[TEXT]
↓↓↓

Gaana is India's largest commercial music streaming service with over 200 million monthly users. It was launched in April 2010 by Times Internet and provides both Indian and international music content. The entire Indian music catalog is available to users worldwide. Gaana features music from 21 Indian languages including the major languages such as Assamese, Bengali, Bhojpuri, English, Gujarati, Hindi, Kannada, Urdu, Odia, Marathi, Punjabi, Tamil, Telugu, Maithili, Malayalam and other Indian regional languages.

Gaana allows users to make their playlists public so that they can be seen by other users. They can view and favorite playlists. Its mobile app was launched to support almost all popular operating systems like Android, iOS and Windows. Gaana is priced at  per month (within India) or $3.99 per month (outside India). Gaana became a subscription-only service after failing to secure fresh funds or find a buyer. And it does not provide customers with free streaming from Friday 9 September 2022. Premium version offers Ad-free music, HD quality music streaming and allow users to download songs to play offline.

History
The domain name, Gaana.com, was first registered on 21 June 2005 and was launched in April 2010.

↑↑↑

[REQUIRED ACTIONS]
1. According to the Gaana text, which company launched Gaana?
2. Rewrite the Gaana text from "Gaana is India's" up to and including "Indian regional languages.", swapping "Times Internet" for "Times Group".
The lines after this point are taken from a different source.

[INFORMATION SUPPLIED]
↓↓↓

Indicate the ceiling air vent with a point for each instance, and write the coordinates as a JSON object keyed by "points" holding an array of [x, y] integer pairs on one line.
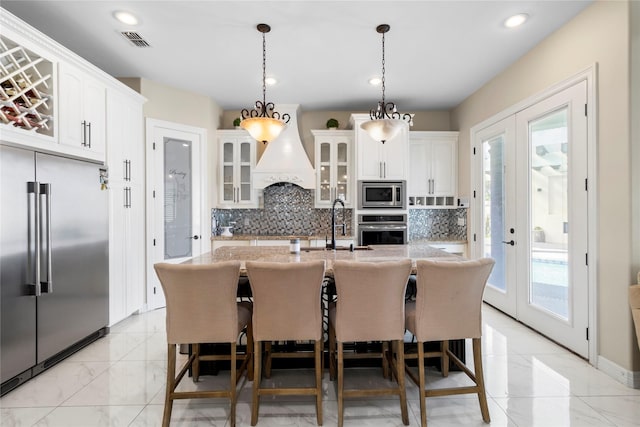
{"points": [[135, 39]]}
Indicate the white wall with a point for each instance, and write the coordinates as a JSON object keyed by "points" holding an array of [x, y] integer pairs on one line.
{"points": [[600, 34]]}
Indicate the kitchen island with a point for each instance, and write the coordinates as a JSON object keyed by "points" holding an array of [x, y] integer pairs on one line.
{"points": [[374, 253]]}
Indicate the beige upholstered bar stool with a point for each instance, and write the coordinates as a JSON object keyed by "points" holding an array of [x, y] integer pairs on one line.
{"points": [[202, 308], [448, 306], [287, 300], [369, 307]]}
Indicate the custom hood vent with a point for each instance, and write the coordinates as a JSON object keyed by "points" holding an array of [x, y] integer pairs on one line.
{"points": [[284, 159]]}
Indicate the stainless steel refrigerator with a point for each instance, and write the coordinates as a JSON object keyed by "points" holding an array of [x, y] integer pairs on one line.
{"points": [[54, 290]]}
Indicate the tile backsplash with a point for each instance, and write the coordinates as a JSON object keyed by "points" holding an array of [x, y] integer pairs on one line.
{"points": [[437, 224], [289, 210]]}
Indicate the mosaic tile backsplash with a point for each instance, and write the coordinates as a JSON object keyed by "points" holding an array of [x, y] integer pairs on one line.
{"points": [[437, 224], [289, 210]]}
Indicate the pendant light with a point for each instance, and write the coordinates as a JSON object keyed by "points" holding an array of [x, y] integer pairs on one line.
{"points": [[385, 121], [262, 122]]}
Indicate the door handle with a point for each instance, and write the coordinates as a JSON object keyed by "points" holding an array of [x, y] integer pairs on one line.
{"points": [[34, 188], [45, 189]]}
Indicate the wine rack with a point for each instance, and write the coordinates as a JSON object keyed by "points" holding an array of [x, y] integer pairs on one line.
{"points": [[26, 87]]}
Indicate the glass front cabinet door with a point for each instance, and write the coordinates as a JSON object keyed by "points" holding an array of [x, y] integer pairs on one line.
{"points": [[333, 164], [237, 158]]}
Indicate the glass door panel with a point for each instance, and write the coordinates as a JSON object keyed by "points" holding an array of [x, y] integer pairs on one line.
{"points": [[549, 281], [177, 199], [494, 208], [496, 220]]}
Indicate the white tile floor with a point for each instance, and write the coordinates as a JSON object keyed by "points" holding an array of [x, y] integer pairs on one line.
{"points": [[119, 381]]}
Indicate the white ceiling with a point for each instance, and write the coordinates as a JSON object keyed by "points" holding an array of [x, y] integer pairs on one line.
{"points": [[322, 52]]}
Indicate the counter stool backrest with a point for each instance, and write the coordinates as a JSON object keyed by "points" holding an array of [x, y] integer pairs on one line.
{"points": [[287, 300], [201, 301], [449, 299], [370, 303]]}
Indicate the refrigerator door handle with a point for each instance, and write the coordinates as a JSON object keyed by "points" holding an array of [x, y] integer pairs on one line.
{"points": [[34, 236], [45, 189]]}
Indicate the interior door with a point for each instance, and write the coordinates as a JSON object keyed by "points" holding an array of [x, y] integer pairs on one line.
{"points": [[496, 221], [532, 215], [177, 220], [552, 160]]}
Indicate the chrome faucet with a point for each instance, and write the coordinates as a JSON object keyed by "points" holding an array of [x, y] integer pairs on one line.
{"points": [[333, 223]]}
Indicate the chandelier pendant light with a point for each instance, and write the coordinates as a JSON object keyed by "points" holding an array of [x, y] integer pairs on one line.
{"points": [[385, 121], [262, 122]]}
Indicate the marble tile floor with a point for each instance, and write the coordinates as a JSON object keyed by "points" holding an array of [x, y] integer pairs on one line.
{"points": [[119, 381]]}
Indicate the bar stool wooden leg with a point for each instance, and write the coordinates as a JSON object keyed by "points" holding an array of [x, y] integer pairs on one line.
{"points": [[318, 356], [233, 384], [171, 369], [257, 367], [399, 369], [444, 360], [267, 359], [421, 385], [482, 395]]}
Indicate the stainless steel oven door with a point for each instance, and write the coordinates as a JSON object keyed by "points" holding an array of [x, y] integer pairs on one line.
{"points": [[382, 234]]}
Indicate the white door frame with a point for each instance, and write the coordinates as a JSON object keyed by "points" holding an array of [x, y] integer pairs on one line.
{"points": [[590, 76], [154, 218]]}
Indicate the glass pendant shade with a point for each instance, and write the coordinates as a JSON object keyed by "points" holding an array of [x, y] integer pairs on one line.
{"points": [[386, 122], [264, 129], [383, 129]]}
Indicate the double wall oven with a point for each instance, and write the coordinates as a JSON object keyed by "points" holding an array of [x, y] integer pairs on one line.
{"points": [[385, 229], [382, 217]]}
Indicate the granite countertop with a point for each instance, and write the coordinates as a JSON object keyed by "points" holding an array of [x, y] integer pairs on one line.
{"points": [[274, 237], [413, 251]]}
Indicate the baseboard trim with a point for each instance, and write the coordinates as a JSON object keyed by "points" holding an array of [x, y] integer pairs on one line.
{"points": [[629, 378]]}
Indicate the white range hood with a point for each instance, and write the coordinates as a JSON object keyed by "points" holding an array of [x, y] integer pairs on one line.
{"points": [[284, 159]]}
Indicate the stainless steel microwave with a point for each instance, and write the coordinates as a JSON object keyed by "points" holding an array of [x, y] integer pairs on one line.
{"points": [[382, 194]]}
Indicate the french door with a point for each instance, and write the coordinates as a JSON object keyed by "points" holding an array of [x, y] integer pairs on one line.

↑↑↑

[ANSWERS BY TASK]
1. Times Internet

2.
Gaana is India's largest commercial music streaming service with over 200 million monthly users. It was launched in April 2010 by Times Group and provides both Indian and international music content. The entire Indian music catalog is available to users worldwide. Gaana features music from 21 Indian languages including the major languages such as Assamese, Bengali, Bhojpuri, English, Gujarati, Hindi, Kannada, Urdu, Odia, Marathi, Punjabi, Tamil, Telugu, Maithili, Malayalam and other Indian regional languages.